EXTRACT PROVIDED
--- Begin ---

I am using Weeping Buddha and the lojong sayings and commentary from Training the Mind and Cultivating Loving-Kindness by Chogyam Trungpa as a study, together.
I’ve been practicing tonglen for almost three decades, and it is my main practice.
This is the tenth weekly installment. To start at the beginning go here.
Tibetans love to make lists: 10,000 of this, 7 of that, and I get a bit lost in all that.
Three objects are friends, enemies, and neutrals. We have those we love or like a whole lot, those who we see as enemies or at least we think they want to hurt us or have hurt us so we may want to hurt them or at least avoid them at all costs like the plague, and then there are those that we really don’t think much about one way or the other. You’d be surprised who you may have in each category.
Three poisons are passion, aggression and ignorance.
Passion in this sense is the grasping quality. We want it/them, and we really don’t want to share unless it is in order to show the world what we have.
Aggression is wanting to reject, harm, attack, or push away from. It is more than mere avoidance; think revulsion.
Ignorance in this case is akin to indifference and I also see a tendency toward slothfulness when it comes to this klesha, or poison.
The three seeds of virtue are the antidotes to the above kleshas. I found my way through them without outlining and dissecting — I practiced! Tonglen is the antidote.
How this relates to tonglen is in both meditation and the post meditation. When you begin to practice sending and taking of breath and mental activities, they advise you usually start with your friends or neutrals, so that you are not distracted in early stages by hatred of enemies and reluctance to get behind sending them good vibes. You work up to sending and taking with your “enemies.” I didn’t wait, and it paid off. (Warning: I had done a LOT of meditation.) I used this technique every time I had a fight or argument with family members (not enemies per se, but I was angry with them) and after a long time of doing this, I was forced to understand who they were and what they were going through in order to take on their burdens, and send them what they needed or even a good thought — hell, even a sunflower is hard when you are angry! It is an amazing way to learn compassion, and it assisted me in my difficult relationship with my mother.

--- End ---

STORED RECORDS
--- Begin ---

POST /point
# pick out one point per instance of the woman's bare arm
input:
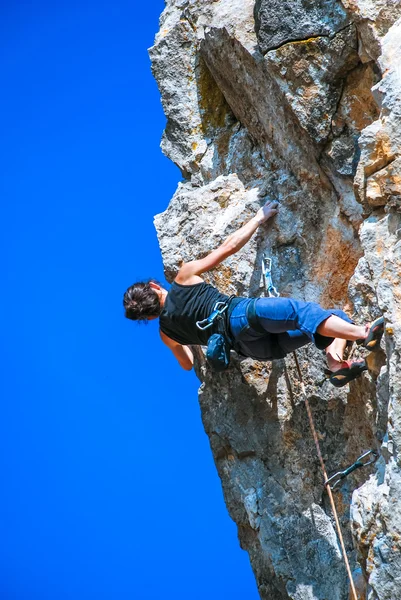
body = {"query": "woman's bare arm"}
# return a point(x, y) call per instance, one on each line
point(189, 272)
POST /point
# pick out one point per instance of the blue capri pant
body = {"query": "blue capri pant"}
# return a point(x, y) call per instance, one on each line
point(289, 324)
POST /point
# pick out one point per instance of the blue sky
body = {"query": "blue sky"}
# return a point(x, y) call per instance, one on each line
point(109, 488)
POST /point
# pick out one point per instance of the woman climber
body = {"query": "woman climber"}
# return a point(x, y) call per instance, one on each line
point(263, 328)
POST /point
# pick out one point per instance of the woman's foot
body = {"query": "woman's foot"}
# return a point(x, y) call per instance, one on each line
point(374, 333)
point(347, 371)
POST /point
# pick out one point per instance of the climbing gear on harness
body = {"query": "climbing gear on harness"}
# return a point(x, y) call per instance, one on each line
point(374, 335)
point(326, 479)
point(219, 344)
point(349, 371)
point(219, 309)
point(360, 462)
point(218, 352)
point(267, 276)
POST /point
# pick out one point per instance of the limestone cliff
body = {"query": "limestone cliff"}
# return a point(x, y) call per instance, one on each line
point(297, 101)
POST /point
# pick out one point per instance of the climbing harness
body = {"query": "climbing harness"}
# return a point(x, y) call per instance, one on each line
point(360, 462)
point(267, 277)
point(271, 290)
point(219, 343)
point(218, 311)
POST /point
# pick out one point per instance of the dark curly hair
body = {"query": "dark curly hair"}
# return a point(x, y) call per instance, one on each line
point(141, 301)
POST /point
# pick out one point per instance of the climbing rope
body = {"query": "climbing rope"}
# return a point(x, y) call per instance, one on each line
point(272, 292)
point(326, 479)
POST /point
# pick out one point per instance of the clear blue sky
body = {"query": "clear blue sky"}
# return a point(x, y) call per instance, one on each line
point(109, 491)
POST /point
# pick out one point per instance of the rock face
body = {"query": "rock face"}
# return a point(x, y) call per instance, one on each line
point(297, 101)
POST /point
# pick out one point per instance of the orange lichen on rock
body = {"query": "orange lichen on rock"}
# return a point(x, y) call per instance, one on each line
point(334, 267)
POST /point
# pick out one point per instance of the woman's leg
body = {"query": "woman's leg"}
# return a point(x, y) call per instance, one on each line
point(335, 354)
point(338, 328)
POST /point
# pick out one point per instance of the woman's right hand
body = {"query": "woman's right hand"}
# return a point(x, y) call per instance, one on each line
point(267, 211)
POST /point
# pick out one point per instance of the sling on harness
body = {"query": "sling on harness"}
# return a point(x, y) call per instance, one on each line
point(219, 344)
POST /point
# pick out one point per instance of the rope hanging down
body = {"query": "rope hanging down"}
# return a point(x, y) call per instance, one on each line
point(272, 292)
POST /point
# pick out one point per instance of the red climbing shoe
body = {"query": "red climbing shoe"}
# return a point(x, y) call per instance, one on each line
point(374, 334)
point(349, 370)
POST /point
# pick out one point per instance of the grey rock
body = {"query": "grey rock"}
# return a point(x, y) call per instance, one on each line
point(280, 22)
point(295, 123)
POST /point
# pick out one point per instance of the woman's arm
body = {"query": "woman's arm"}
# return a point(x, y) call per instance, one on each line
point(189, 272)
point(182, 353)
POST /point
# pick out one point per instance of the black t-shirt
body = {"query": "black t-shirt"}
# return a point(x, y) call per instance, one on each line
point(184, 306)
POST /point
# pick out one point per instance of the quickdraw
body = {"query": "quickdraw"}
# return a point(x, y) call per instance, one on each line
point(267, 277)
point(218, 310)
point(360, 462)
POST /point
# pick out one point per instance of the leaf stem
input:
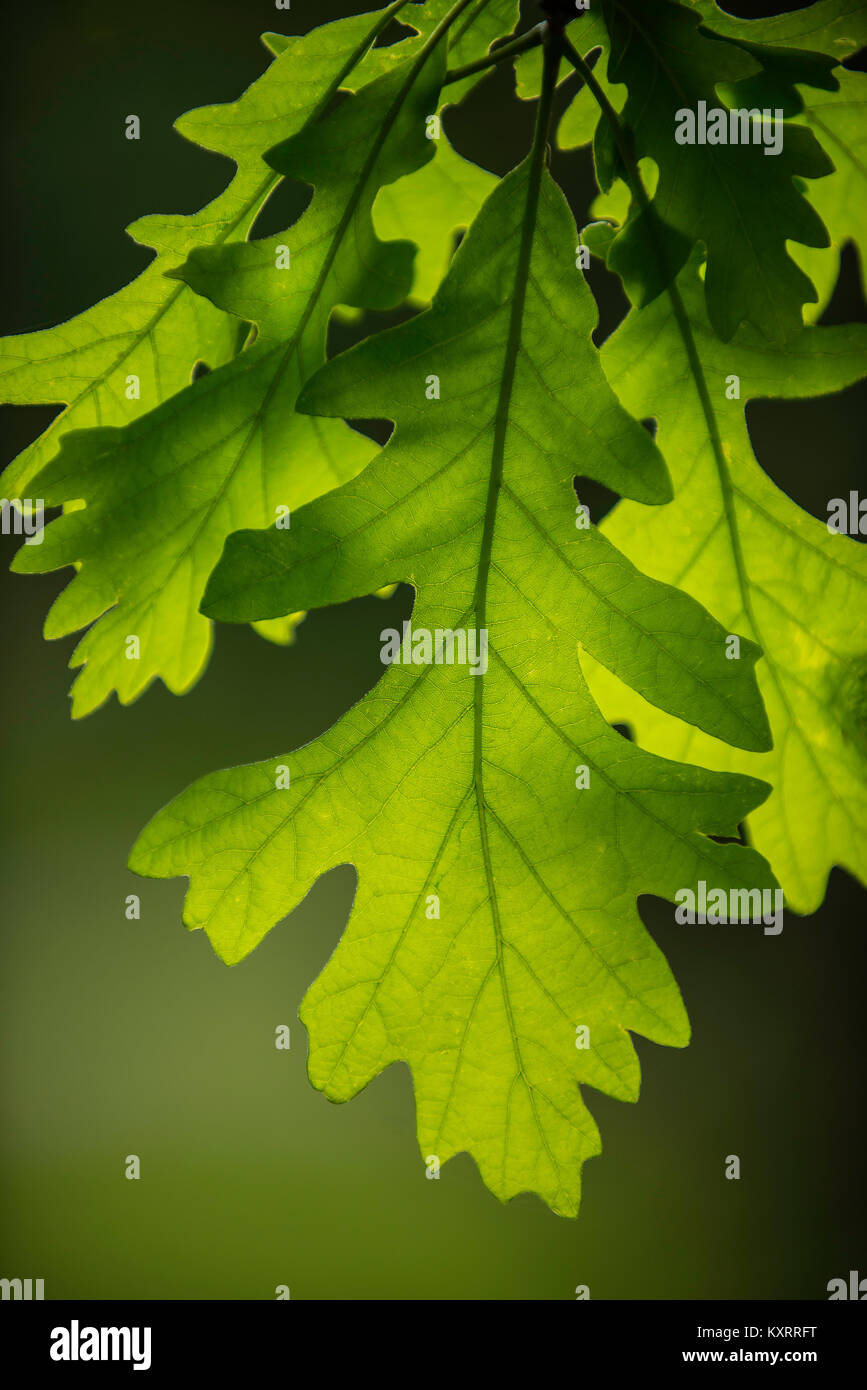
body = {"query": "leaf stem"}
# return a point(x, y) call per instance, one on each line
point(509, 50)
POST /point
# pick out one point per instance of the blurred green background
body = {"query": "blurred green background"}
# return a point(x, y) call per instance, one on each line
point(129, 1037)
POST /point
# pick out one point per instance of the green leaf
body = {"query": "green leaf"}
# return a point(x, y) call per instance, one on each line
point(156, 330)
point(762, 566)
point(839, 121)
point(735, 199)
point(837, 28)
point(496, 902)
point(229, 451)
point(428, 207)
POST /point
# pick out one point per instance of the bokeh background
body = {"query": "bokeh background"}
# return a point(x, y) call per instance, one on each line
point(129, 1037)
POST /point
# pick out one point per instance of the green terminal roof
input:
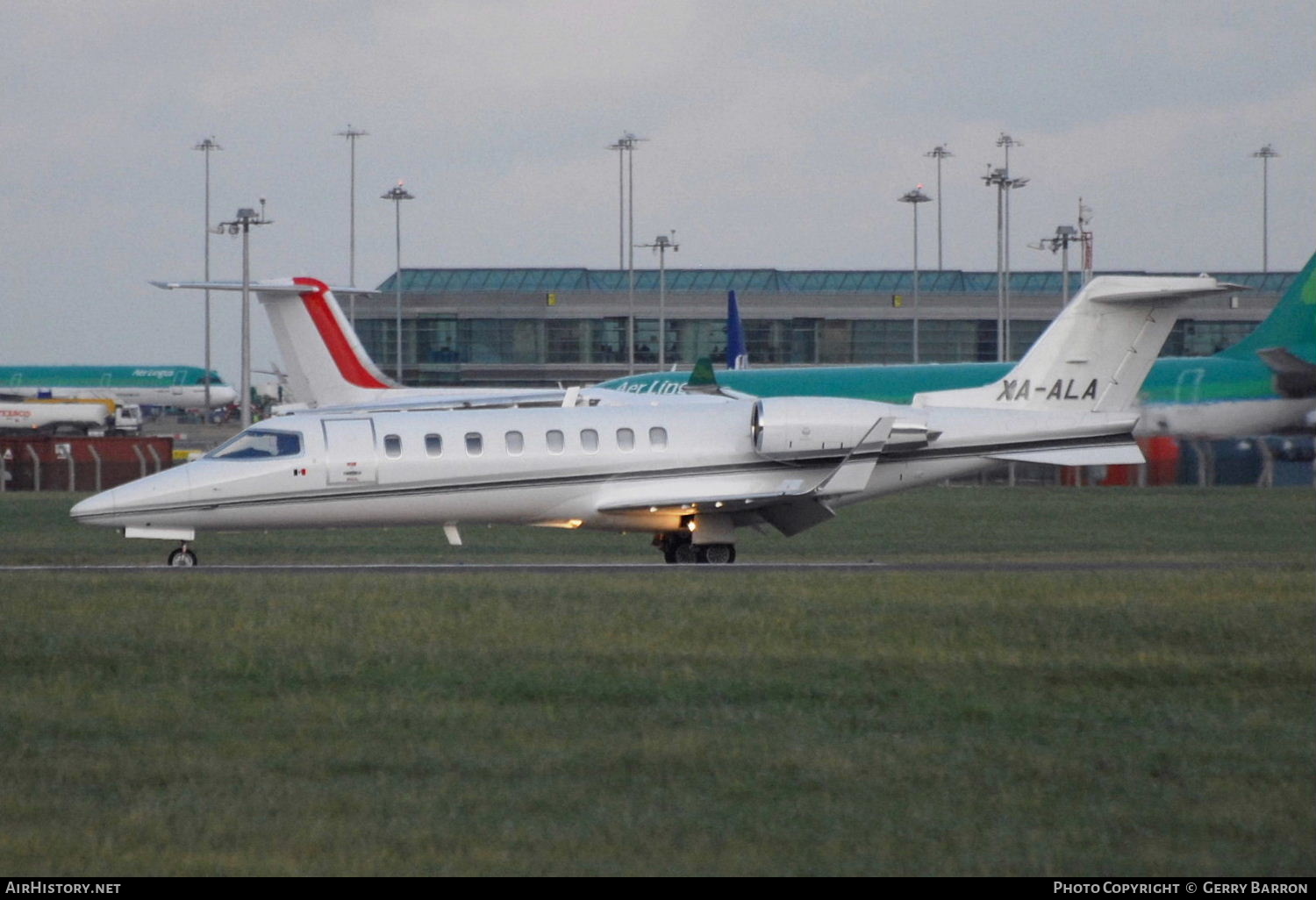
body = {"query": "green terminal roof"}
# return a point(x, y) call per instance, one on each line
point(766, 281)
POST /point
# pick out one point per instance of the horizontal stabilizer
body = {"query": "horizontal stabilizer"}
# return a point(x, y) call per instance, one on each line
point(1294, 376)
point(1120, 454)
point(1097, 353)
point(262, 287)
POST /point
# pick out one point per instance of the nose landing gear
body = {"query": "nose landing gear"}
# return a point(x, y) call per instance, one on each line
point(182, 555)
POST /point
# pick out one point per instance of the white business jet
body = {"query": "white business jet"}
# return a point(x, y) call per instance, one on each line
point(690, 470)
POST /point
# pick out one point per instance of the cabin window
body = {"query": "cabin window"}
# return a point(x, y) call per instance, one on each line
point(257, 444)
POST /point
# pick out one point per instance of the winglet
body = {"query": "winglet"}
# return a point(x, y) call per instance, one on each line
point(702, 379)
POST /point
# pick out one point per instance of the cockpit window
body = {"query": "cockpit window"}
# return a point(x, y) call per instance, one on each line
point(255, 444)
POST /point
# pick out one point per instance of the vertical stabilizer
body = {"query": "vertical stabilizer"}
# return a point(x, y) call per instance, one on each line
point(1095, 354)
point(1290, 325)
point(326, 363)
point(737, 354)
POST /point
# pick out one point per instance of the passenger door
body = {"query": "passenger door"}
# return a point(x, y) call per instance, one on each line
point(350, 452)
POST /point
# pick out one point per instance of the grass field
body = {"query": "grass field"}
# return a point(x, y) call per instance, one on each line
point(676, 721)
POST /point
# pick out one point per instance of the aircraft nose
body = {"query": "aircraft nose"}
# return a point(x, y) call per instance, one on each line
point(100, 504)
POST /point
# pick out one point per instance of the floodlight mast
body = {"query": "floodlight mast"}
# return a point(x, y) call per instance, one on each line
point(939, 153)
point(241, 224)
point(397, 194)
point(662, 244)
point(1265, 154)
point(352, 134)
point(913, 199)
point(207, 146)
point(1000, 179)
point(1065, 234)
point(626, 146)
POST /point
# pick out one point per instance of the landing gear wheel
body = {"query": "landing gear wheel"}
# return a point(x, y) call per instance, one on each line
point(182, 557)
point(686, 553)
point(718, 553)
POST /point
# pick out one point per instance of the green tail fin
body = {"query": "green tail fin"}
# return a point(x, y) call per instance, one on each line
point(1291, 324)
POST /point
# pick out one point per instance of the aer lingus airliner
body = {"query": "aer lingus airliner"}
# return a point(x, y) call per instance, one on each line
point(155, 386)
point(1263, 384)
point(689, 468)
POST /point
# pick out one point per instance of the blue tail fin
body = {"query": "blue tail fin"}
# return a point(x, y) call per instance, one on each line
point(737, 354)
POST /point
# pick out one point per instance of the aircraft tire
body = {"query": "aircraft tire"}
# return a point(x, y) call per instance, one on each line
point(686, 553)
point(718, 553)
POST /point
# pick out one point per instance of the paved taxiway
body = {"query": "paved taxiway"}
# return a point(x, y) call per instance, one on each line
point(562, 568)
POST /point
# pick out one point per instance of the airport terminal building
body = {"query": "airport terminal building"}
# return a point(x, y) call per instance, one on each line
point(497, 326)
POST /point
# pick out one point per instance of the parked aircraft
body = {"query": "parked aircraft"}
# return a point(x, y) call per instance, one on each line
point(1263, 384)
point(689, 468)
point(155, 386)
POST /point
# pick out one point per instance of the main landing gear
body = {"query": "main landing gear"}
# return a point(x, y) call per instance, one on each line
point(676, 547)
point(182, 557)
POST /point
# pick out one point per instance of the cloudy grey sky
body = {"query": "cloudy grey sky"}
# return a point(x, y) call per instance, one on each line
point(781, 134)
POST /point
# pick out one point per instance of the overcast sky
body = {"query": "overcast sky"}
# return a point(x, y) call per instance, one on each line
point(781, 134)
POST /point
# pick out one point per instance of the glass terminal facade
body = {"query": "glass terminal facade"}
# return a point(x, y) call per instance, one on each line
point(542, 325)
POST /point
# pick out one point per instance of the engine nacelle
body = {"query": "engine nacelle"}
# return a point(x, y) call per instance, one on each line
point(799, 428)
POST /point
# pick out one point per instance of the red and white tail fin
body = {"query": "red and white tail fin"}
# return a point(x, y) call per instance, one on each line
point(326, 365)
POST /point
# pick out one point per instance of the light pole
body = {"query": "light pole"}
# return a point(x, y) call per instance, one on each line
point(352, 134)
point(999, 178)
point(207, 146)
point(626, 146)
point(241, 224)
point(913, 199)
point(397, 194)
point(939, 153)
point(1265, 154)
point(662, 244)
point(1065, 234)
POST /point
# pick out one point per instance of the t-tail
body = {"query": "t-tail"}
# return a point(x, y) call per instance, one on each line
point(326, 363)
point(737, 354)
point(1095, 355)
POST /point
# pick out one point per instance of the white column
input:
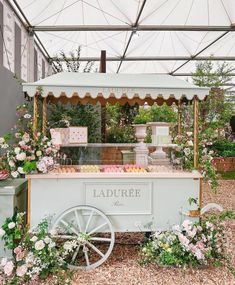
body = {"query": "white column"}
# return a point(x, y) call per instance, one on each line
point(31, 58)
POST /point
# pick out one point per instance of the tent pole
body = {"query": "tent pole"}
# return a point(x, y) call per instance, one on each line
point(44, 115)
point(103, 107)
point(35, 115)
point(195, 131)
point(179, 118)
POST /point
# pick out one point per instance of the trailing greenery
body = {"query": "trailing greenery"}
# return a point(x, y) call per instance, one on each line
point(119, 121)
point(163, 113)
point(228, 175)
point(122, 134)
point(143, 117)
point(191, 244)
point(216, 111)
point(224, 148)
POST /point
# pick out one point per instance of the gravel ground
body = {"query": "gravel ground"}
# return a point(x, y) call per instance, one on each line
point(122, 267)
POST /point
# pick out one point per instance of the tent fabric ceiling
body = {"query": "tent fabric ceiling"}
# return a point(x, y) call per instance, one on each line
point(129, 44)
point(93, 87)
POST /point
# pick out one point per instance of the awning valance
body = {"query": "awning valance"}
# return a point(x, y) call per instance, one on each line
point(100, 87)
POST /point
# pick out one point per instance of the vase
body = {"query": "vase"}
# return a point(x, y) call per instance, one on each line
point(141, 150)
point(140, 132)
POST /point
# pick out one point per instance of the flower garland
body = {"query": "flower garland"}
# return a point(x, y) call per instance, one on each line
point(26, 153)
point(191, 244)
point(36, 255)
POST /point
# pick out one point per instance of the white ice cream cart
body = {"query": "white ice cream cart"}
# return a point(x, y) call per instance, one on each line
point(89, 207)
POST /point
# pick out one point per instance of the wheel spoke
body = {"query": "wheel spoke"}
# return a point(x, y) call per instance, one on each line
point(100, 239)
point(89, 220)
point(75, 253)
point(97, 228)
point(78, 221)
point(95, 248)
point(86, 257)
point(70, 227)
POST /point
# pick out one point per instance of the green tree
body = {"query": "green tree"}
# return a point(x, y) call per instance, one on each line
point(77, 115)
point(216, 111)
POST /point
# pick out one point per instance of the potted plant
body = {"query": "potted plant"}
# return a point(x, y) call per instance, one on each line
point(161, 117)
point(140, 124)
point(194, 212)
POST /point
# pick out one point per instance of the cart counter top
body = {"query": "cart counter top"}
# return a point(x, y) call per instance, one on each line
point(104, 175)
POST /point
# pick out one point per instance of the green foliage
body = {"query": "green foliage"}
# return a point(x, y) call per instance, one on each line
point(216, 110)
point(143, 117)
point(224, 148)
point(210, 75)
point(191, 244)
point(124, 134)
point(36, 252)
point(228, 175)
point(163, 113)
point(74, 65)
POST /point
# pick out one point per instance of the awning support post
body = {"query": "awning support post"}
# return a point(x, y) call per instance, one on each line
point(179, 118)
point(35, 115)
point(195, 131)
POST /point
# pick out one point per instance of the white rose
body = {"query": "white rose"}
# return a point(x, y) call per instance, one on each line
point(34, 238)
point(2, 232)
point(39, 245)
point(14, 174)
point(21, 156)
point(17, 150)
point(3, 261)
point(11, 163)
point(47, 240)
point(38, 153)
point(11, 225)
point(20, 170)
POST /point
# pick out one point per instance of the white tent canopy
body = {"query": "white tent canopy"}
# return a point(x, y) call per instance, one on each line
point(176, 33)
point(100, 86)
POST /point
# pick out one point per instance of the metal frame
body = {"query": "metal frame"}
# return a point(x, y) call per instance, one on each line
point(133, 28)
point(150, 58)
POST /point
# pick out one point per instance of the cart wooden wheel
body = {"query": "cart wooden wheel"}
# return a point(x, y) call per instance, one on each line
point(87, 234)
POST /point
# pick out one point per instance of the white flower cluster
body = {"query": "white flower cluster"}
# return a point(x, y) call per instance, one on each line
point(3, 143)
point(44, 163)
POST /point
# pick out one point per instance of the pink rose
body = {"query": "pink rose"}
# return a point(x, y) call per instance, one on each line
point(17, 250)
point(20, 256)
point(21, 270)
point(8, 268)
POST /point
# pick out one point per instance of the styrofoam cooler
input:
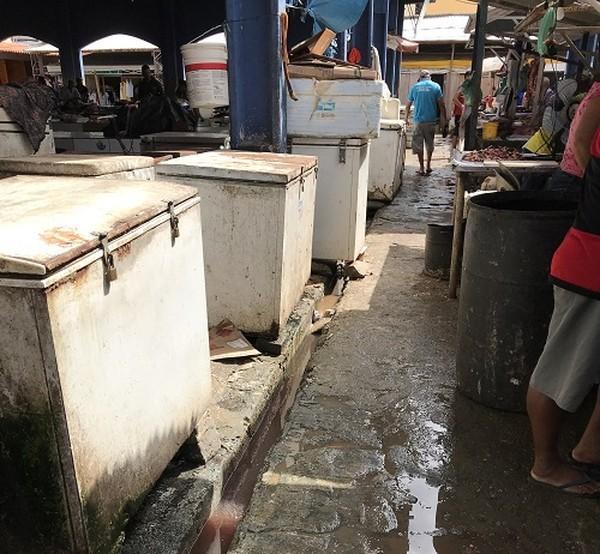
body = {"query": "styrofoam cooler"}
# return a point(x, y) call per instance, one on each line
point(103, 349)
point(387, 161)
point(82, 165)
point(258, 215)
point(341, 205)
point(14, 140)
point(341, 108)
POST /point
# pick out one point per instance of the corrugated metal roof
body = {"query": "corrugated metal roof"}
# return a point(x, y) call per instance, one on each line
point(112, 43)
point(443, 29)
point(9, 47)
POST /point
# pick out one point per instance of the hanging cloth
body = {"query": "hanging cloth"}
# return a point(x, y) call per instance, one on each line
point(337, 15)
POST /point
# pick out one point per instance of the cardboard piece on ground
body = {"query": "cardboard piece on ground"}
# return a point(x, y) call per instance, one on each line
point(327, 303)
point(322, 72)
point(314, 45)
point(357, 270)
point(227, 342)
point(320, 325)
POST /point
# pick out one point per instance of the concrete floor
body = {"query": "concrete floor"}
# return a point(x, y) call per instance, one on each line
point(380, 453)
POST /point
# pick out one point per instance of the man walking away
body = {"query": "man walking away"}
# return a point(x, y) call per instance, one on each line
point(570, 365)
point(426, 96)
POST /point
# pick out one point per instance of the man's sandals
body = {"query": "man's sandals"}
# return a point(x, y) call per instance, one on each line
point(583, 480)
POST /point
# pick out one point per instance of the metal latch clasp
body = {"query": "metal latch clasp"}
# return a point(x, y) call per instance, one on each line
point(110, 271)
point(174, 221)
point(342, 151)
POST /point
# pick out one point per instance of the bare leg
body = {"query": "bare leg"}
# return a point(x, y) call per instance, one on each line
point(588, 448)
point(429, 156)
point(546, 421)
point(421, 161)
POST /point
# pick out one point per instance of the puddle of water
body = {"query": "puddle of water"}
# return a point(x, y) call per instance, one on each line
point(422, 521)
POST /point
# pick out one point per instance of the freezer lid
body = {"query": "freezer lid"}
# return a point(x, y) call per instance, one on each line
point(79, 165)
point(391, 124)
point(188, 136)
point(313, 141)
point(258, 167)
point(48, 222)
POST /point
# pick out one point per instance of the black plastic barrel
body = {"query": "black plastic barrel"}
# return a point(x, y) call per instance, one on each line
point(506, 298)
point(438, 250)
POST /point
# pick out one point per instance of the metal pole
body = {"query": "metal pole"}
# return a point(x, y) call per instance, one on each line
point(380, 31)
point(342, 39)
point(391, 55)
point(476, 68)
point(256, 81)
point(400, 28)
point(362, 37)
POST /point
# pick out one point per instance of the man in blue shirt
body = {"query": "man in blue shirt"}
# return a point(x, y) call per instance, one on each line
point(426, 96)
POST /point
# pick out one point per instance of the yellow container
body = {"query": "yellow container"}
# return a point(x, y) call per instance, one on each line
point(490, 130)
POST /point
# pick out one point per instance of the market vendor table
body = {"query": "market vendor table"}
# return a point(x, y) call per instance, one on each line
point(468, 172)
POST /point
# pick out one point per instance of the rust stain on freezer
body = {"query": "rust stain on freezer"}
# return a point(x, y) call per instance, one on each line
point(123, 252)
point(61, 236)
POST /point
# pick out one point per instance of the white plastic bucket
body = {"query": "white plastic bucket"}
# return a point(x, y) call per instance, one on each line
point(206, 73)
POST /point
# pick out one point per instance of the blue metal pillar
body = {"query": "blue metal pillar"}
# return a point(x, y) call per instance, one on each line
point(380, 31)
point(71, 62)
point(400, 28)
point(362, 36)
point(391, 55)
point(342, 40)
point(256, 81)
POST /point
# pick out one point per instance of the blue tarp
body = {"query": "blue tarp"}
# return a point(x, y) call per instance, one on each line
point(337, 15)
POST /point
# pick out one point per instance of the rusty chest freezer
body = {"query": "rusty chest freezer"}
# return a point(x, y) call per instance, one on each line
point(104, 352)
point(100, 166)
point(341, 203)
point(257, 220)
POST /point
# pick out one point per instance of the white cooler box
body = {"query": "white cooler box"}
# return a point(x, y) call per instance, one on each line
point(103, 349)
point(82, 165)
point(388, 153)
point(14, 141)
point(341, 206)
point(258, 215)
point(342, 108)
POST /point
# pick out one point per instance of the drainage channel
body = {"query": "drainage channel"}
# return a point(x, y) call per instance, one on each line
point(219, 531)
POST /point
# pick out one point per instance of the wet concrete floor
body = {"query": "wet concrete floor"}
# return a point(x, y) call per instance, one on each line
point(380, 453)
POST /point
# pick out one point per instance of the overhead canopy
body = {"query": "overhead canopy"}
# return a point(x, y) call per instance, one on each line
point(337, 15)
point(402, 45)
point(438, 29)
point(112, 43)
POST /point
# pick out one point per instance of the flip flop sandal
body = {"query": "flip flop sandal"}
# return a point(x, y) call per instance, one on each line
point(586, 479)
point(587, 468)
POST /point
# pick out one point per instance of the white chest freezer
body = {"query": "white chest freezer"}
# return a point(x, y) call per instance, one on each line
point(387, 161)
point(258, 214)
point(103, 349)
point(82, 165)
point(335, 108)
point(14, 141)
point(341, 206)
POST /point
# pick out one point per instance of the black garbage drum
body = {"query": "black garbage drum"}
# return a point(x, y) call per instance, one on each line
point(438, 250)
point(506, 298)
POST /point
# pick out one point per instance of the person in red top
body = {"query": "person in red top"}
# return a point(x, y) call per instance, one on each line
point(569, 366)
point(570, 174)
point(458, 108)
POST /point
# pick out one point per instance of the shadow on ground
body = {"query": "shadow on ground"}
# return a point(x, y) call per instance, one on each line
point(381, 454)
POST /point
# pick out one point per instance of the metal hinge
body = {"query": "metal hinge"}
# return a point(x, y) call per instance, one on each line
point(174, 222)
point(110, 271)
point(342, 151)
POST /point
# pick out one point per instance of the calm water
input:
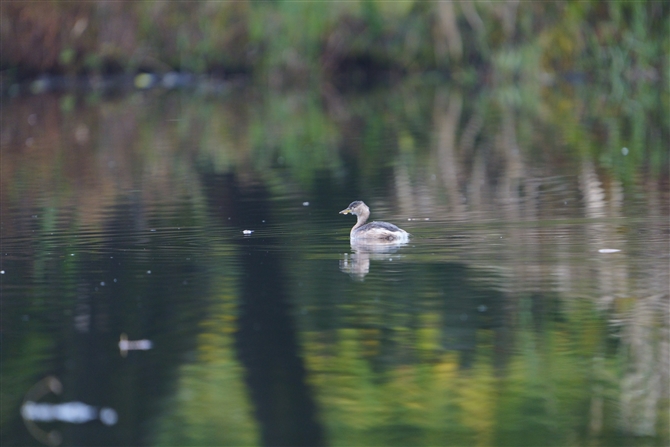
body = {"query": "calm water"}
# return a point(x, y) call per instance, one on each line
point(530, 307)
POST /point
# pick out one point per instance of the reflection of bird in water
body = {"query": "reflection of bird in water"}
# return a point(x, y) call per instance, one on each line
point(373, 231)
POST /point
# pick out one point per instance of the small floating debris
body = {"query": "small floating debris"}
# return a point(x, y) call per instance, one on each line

--- End ---

EXERCISE INSTRUCTIONS
a. Reproduce the part of the post on tonglen from "I’ve been practicing" up to and including "aggression and ignorance.".
b. According to the post on tonglen, why are those beginning the practice usually advised to start with friends or neutrals?

ANSWERS FOR THE EXERCISE
a.
I’ve been practicing tonglen for almost three decades, and it is my main practice.
This is the tenth weekly installment. To start at the beginning go here.
Tibetans love to make lists: 10,000 of this, 7 of that, and I get a bit lost in all that.
Three objects are friends, enemies, and neutrals. We have those we love or like a whole lot, those who we see as enemies or at least we think they want to hurt us or have hurt us so we may want to hurt them or at least avoid them at all costs like the plague, and then there are those that we really don’t think much about one way or the other. You’d be surprised who you may have in each category.
Three poisons are passion, aggression and ignorance.

b. Starting with friends or neutrals keeps beginners from being distracted in the early stages by hatred of enemies and by reluctance to send those enemies good vibes. Practitioners work up to sending and taking with their "enemies" later.